→ Passage given:
-- start --
As noted above, under FQPA the mere presence of Q3 contamination in a processed food without a tolerance or exemption automatically adulterates the food. To win an enforcement action, FDA need only prove that the pesticide chemical is in fact present and that no tolerance or exemption from tolerance exists. It is, in effect, the analytical chemist who makes the critical finding of adulteration. The violation is clear. The only issue is whether FDA will decide to bring an enforcement action if the product is delivered for introduction into interstate commerce.

RACs --

The statutory options with regard to Q3 contamination of RACs prior to FQPA were similar to the options for processed food -- adulteration arose only if food was rendered injurious to health. To be sure, there was a per se adulteration rule for pesticide chemicals in RACs prior to FQPA. Section 402(a)(2)(B), by cross reference to Section 408 of the FFDCA, defined food to be adulterated if it was a raw agricultural commodity and it contained pesticide chemicals that were not generally recognized as safe (GRAS), not in compliance with a tolerance regulation, or had not been deemed exempt from the need for a tolerance. It was irrelevant whether the level of the pesticide was capable of rendering food injurious to health.

This per se rule operated, however, only with regard to "pesticide chemicals." Prior to FQPA, as noted above, that term was defined to include a specific reference to "use" of the substance in the production, storage or transportation of food. Under this earlier definition, a Q3 contaminant was not a "pesticide chemical" since it would not have been used in the production, storage or transportation of the raw agricultural commodities in which it was found. Consistent with this emphasis on "use," prior to FQPA EPA's authority to promulgate regulations creating exemptions from tolerances was limited by section 408(c) "to the use (emphasis added) [of a pesticide chemical] in or on any or all raw agricultural commodities ." Indeed, it is the elimination of the "use" requirement that has spawned the need for a special provision dealing with Q3 contaminants.

As defined in FIFRA, a chemical substance becomes a pesticide only when its intended to be so used. As noted above, however, the new "pesticide chemical residue" definition includes any substance that had been a component of a pesticide without regard for whether the specific "residue" at issue resulted from use of the pesticide. Accordingly, the argument that unavoidable and inadvertent contamination is not the direct result of the "intended use" of the contaminant and, therefore, that the contaminant is not subject to the per se rule for pesticide chemicals cannot be comfortably maintained as long as a pesticide was involved in a chain of events by which the substance entered the environment.(11)

The analysis of 402(a)(2)(A), and 402(a)(1), previously described with regard to processed foods is equally applicable to RACs. Until FQPA, one could reasonably conclude for RACs, as well as processed foods, that the presence of Q3 contamination of a substance with no established tolerance or exception from tolerance did not constitute per se adulteration. Now the mere presence of Q3 contamination in a RAC without a tolerance or exemption automatically adulterates the RAC. To win an enforcement action now, FDA need only prove the presence of a pesticide chemical residue that is not authorized by a tolerance or exemption from tolerance. It is the analytical chemist who makes the essential finding of adulteration. The only issue is whether FDA will decide to bring the enforcement action if the RAC is introduced into commerce, and what penalty it will seek. Again the enforcement issue has changed. It is no longer a question of whether an enforceable violation has occurred; the question is simply whether the violation will be enforced.
-- end --
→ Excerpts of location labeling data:
-- start --
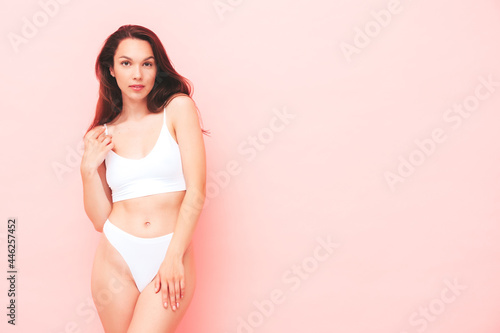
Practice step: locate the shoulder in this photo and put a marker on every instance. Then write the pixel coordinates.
(181, 101)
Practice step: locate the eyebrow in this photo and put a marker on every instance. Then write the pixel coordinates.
(131, 58)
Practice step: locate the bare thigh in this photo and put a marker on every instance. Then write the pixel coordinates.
(150, 315)
(113, 289)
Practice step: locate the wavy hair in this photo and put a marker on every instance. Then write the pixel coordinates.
(167, 81)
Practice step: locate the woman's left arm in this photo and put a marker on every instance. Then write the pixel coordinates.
(170, 277)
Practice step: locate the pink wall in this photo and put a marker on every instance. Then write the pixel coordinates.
(302, 232)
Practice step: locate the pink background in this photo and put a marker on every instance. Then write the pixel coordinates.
(396, 251)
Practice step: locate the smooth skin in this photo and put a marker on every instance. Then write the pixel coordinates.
(133, 134)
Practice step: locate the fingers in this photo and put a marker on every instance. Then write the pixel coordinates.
(172, 292)
(164, 296)
(157, 284)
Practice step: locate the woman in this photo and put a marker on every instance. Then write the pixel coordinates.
(143, 172)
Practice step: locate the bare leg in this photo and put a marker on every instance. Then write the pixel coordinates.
(113, 289)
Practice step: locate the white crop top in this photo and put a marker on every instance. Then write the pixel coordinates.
(159, 171)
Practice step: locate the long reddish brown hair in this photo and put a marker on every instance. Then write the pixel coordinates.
(167, 82)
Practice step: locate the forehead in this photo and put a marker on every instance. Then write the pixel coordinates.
(134, 48)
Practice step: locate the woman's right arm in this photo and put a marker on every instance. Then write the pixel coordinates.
(96, 192)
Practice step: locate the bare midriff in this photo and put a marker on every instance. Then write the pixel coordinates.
(150, 216)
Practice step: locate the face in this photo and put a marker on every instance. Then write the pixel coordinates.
(134, 68)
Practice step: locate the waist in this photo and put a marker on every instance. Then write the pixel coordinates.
(148, 216)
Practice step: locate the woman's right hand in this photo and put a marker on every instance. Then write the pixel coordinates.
(96, 145)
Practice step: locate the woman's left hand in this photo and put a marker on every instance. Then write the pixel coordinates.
(170, 280)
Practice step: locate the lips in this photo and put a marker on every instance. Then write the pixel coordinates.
(137, 87)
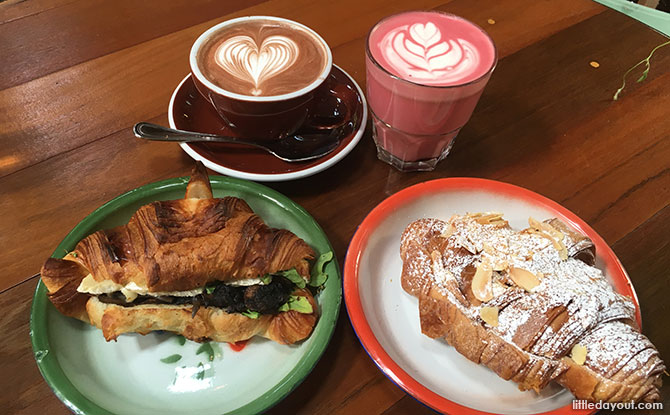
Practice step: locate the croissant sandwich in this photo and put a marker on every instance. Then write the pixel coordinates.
(529, 305)
(205, 268)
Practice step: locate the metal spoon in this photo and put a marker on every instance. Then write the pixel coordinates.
(293, 148)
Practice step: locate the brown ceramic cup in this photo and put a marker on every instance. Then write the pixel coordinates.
(260, 117)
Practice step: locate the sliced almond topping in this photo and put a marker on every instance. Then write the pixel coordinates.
(448, 231)
(524, 279)
(490, 218)
(578, 354)
(489, 315)
(481, 282)
(500, 265)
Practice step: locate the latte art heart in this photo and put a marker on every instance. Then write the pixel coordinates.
(422, 53)
(242, 57)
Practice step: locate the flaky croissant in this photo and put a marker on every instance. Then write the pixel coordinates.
(152, 273)
(528, 305)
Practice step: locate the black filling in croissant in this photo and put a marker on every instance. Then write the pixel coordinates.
(264, 299)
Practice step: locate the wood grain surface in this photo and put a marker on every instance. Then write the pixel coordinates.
(78, 74)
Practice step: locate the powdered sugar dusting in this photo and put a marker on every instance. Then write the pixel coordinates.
(574, 303)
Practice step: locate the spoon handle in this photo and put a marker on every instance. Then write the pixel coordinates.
(157, 132)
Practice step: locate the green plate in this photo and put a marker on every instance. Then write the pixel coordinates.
(92, 376)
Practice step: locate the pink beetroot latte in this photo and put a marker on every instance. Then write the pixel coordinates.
(425, 74)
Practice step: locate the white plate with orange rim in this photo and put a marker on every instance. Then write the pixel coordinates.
(386, 318)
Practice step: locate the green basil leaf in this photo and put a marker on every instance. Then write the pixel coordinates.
(206, 348)
(300, 304)
(318, 276)
(293, 276)
(201, 372)
(181, 340)
(251, 314)
(171, 359)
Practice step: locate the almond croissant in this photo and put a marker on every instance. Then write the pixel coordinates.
(529, 305)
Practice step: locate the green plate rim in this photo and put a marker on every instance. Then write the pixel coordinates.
(62, 387)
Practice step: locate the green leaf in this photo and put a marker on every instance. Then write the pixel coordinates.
(297, 303)
(318, 276)
(293, 276)
(181, 340)
(201, 372)
(646, 62)
(644, 76)
(171, 359)
(300, 304)
(251, 314)
(206, 348)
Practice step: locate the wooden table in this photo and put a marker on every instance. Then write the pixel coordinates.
(77, 74)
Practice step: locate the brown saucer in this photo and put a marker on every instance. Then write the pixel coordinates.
(341, 102)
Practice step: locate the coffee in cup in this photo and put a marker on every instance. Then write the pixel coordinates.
(260, 73)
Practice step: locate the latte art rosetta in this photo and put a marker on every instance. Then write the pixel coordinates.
(242, 57)
(421, 53)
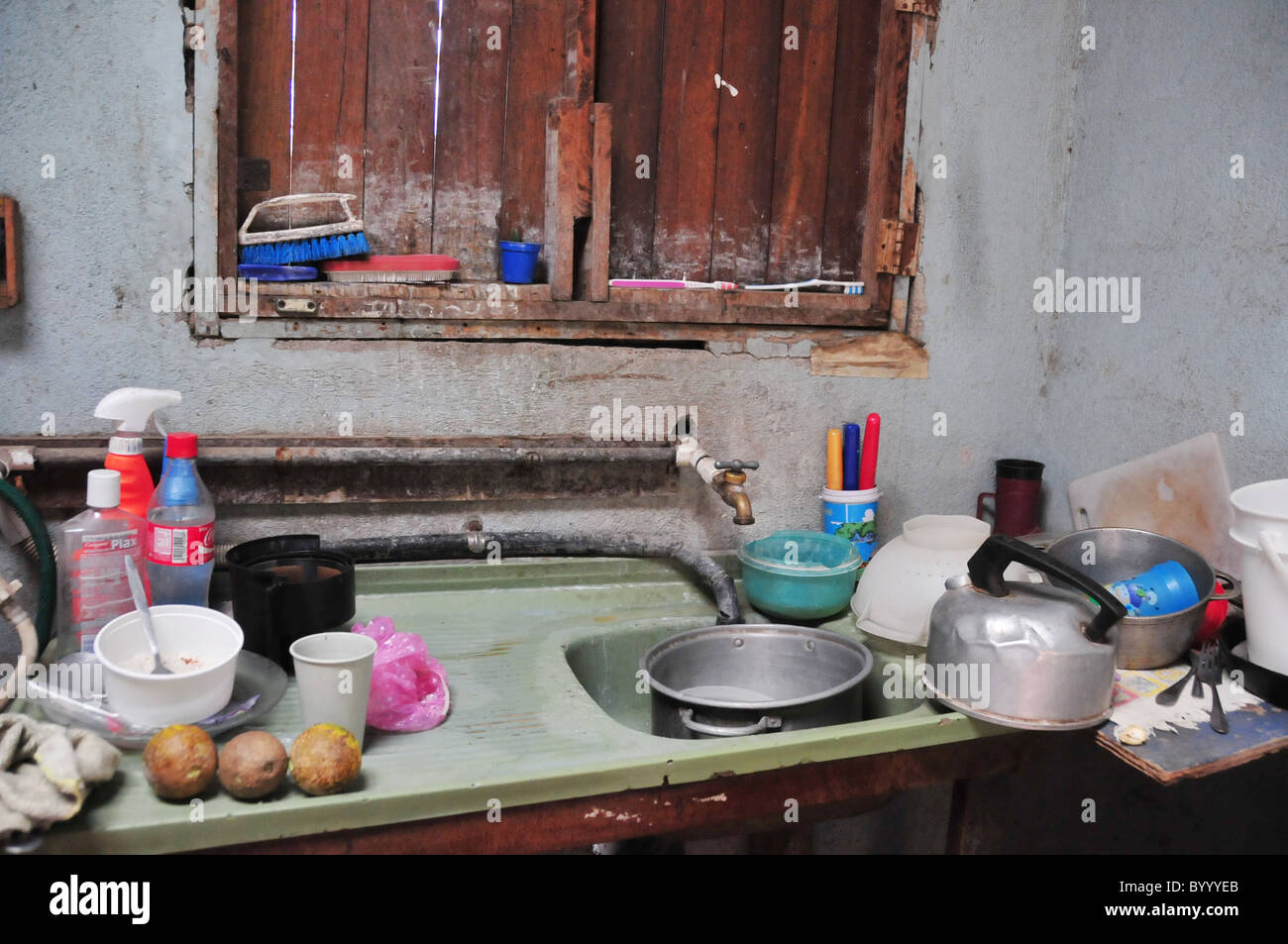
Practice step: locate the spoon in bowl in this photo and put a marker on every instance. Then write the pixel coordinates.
(141, 604)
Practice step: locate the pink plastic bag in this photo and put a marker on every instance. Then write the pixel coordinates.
(408, 686)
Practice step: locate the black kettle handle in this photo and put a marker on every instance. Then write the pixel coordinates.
(1000, 552)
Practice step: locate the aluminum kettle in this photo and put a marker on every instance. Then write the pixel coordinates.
(1022, 655)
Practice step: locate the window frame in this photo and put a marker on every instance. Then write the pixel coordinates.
(463, 310)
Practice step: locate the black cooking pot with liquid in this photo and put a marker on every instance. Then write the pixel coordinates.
(287, 587)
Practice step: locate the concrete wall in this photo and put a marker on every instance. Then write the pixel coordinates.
(1171, 91)
(104, 97)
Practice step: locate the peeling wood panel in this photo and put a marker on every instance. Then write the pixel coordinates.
(536, 75)
(472, 134)
(630, 78)
(330, 97)
(805, 78)
(721, 338)
(595, 265)
(580, 51)
(885, 174)
(398, 180)
(465, 303)
(850, 138)
(265, 98)
(687, 140)
(745, 142)
(879, 355)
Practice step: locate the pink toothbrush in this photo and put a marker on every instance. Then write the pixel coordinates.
(668, 283)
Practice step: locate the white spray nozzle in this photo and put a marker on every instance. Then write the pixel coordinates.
(133, 406)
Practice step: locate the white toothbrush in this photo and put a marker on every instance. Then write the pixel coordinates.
(850, 287)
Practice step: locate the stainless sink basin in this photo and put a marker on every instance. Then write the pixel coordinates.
(606, 665)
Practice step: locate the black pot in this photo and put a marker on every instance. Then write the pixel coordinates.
(287, 587)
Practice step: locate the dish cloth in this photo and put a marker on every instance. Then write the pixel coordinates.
(1134, 704)
(47, 772)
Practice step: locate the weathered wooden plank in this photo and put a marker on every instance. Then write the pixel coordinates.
(568, 154)
(580, 51)
(850, 150)
(687, 140)
(263, 106)
(227, 141)
(805, 77)
(630, 78)
(823, 790)
(472, 134)
(745, 145)
(877, 355)
(885, 172)
(498, 303)
(536, 76)
(398, 172)
(600, 204)
(330, 98)
(11, 269)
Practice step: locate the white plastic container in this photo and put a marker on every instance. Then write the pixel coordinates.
(150, 699)
(1261, 531)
(91, 552)
(906, 576)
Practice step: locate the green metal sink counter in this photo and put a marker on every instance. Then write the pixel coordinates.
(523, 728)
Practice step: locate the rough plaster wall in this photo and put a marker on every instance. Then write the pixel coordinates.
(119, 214)
(1171, 91)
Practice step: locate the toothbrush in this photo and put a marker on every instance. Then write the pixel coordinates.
(850, 287)
(669, 283)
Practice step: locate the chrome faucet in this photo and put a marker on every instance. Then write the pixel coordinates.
(728, 478)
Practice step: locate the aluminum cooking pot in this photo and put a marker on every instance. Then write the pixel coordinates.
(725, 682)
(1022, 655)
(1145, 642)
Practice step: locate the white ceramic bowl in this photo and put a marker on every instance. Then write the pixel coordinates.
(161, 699)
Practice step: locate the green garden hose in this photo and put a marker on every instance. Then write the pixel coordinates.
(46, 554)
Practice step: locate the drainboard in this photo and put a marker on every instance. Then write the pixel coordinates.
(606, 665)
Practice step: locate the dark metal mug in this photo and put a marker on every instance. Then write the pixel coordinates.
(1018, 500)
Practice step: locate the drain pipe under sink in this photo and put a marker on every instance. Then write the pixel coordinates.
(539, 544)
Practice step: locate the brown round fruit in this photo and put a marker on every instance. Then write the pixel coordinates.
(253, 765)
(325, 759)
(179, 762)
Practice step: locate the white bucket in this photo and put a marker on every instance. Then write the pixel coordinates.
(1261, 531)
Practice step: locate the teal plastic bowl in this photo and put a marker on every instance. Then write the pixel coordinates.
(800, 575)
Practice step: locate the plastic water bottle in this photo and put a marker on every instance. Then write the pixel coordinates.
(180, 528)
(91, 549)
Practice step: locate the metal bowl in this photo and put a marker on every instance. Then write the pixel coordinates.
(751, 679)
(1125, 553)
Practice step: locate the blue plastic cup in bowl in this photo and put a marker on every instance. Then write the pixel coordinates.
(800, 575)
(1163, 588)
(519, 262)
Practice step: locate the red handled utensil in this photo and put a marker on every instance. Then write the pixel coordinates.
(868, 460)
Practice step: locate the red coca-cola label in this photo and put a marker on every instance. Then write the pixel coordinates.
(189, 545)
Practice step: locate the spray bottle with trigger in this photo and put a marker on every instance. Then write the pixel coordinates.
(132, 407)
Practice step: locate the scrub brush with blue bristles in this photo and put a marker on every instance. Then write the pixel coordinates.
(307, 244)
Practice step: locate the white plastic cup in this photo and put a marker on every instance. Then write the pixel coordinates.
(1261, 531)
(333, 672)
(853, 514)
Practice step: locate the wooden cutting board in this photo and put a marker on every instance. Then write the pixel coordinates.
(1183, 492)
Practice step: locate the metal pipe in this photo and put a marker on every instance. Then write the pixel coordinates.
(526, 544)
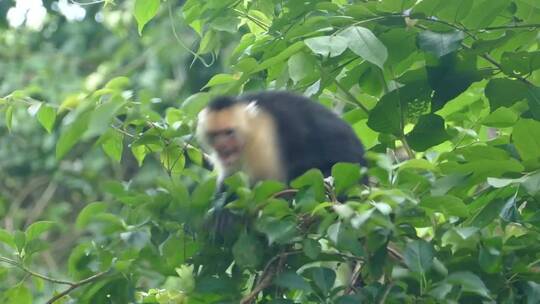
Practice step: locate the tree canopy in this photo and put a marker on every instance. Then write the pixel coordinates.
(104, 195)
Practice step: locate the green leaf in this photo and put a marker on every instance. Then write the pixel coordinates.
(36, 229)
(220, 79)
(301, 66)
(279, 231)
(292, 281)
(366, 45)
(469, 282)
(247, 251)
(533, 96)
(88, 212)
(71, 134)
(102, 117)
(113, 145)
(504, 92)
(385, 117)
(345, 175)
(520, 63)
(311, 248)
(447, 204)
(7, 238)
(9, 117)
(144, 11)
(440, 44)
(19, 294)
(173, 159)
(46, 117)
(428, 132)
(526, 138)
(323, 278)
(418, 256)
(327, 46)
(501, 118)
(282, 56)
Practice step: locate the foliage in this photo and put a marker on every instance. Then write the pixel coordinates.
(444, 94)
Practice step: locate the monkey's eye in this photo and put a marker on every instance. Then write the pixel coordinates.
(229, 132)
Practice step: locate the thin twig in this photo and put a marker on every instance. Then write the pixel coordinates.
(77, 285)
(35, 274)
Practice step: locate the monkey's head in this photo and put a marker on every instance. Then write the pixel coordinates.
(223, 127)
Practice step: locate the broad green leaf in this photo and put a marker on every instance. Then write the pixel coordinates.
(113, 145)
(385, 117)
(19, 294)
(311, 248)
(7, 238)
(144, 11)
(345, 175)
(173, 159)
(71, 134)
(469, 282)
(281, 57)
(501, 118)
(526, 138)
(301, 66)
(102, 117)
(440, 44)
(323, 278)
(327, 46)
(139, 152)
(292, 281)
(428, 132)
(418, 256)
(36, 229)
(281, 231)
(247, 251)
(220, 79)
(533, 96)
(447, 204)
(8, 116)
(366, 45)
(46, 117)
(520, 63)
(88, 212)
(504, 92)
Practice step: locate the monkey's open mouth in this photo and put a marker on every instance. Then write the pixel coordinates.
(228, 156)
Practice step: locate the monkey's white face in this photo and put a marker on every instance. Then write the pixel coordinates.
(224, 132)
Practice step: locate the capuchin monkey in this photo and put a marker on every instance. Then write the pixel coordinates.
(275, 135)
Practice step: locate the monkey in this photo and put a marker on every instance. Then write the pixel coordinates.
(275, 135)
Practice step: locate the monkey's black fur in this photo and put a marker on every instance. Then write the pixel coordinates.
(309, 135)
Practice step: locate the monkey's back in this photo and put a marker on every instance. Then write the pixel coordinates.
(310, 135)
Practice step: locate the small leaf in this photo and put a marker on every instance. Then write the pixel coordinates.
(113, 145)
(418, 256)
(428, 132)
(440, 44)
(9, 117)
(366, 45)
(469, 282)
(247, 251)
(88, 212)
(327, 46)
(526, 138)
(46, 117)
(102, 116)
(7, 238)
(311, 248)
(446, 204)
(323, 278)
(292, 281)
(36, 229)
(144, 11)
(71, 135)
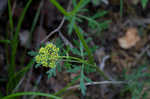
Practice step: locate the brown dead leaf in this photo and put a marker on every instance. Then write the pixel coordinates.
(130, 39)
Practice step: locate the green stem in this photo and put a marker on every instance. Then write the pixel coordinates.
(80, 36)
(14, 42)
(30, 93)
(59, 7)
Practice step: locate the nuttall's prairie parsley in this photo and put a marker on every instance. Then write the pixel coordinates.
(48, 56)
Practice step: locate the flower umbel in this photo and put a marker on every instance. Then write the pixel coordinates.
(48, 56)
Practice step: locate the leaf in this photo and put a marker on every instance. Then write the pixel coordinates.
(82, 86)
(144, 3)
(32, 53)
(88, 79)
(37, 65)
(74, 70)
(51, 72)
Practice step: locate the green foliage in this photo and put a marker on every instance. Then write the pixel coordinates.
(136, 82)
(11, 96)
(144, 3)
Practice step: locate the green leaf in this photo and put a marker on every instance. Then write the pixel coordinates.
(51, 72)
(32, 53)
(74, 70)
(88, 79)
(144, 3)
(37, 65)
(30, 93)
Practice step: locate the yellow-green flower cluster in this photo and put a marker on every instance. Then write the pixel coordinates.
(48, 56)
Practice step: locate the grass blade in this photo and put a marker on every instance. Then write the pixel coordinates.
(30, 93)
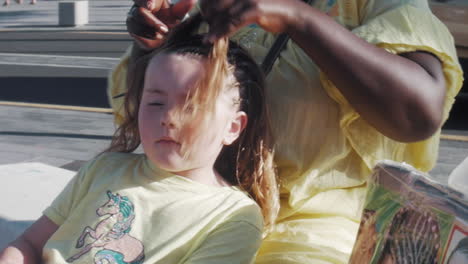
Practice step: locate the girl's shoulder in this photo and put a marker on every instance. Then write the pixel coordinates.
(112, 160)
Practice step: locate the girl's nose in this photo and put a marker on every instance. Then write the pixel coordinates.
(167, 119)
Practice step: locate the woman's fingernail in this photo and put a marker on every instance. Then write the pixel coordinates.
(164, 29)
(149, 5)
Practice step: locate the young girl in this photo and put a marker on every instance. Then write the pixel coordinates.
(200, 116)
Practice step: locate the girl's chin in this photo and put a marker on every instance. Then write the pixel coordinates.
(170, 164)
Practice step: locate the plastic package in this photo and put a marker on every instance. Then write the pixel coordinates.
(408, 218)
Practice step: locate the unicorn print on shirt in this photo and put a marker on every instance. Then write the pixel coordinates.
(111, 235)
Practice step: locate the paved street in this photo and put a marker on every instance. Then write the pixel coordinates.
(43, 63)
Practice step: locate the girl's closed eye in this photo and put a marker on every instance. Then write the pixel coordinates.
(156, 104)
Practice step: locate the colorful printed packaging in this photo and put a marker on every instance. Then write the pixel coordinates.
(409, 218)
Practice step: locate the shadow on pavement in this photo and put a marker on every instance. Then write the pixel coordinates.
(76, 91)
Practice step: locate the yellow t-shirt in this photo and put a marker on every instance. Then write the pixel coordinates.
(324, 149)
(121, 207)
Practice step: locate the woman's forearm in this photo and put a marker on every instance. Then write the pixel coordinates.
(401, 96)
(19, 252)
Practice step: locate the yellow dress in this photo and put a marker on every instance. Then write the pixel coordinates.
(325, 150)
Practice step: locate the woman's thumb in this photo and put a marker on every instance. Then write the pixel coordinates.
(182, 7)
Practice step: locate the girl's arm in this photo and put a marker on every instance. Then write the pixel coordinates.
(28, 247)
(401, 96)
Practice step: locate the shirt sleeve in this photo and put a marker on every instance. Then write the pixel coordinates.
(69, 197)
(399, 27)
(232, 242)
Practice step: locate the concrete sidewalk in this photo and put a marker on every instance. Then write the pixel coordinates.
(43, 16)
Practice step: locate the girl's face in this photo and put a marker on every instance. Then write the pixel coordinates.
(164, 127)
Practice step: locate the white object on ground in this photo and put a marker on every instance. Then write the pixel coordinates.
(458, 179)
(26, 189)
(73, 13)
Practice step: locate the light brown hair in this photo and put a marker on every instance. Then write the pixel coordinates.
(248, 162)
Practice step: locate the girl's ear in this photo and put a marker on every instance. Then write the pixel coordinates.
(235, 127)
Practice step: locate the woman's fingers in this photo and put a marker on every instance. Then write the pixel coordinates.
-- end --
→ Written problem 1: In the passage on Q3 contamination, which section of the FFDCA does Section 402(a)(2)(B) cross-reference?
→ Written problem 2: Please transcribe the passage on Q3 contamination starting at "As defined in" and ending at "entered the environment.(11)".
→ Written problem 3: Write the next part of the passage on Q3 contamination, picking up after its last sentence.
The listing is separate material and has nothing to do with the passage on Q3 contamination.

→ Task result 1: Section 408.

→ Task result 2:
As defined in FIFRA, a chemical substance becomes a pesticide only when its intended to be so used. As noted above, however, the new "pesticide chemical residue" definition includes any substance that had been a component of a pesticide without regard for whether the specific "residue" at issue resulted from use of the pesticide. Accordingly, the argument that unavoidable and inadvertent contamination is not the direct result of the "intended use" of the contaminant and, therefore, that the contaminant is not subject to the per se rule for pesticide chemicals cannot be comfortably maintained as long as a pesticide was involved in a chain of events by which the substance entered the environment.(11)

→ Task result 3:
The Bottom-line Effects of FQPA

Notwithstanding the technical distinctions discussed above, one essential issue is whether the changes brought about by FQPA are likely to affect FDA's enforcement priorities (not discretion) with regard to Q3 contamination. Since FDA, with concurrence from EPA, has always claimed to be exercising its enforcement discretion with regard to Q3 contamination, and since FQPA generally does not alter FDA's enforcement role with regard to adulterated foods, there is, perhaps, no reason to expect significant change in enforcement by FDA as a result of FQPA. Even if FDA's enforcement priorities do not change, however, the fact remains that the status quo has been dramatically altered by FQPA.

Actually, FQPA does make one change to FDA's enforcement powers regarding pesticide chemical residues beyond the change brought about by creating new per se violations. As amended by section 407 of FQPA, section 303(q) provides that persons responsible for the introduction into interstate commerce of food that is adulterated under the per se adulteration standard of section 402(a)(2)(B) can be optionally subjected to a civil money penalty. Furthermore, if a civil money penalty has been assessed, criminal sanctions and/or an injunctions against the responsible person cannot be brought. Also, the adulterated food may not be seized!

Congress intended that the civil money penalty should be an alternative to destruction of the food for situations where the risk to public health from the "violative pesticide chemical residue," e.g., Q3 contamination, is insignificant. This potentially provides a convenient avenue for FDA to enforce Q3 contamination violations: It may simply impose a nominal fine. Curiously, however, FQPA explicitly makes farmers ineligible for this alternative enforcement. While this exclusion is understandable where the violation does not involve Q3 contaminants (since illegal pesticide use is the likely cause) blameless farmers deserve access to this alternative to criminal prosecution, injunction and seizure as much as the food processors and distributors where Q3 contamination is involved.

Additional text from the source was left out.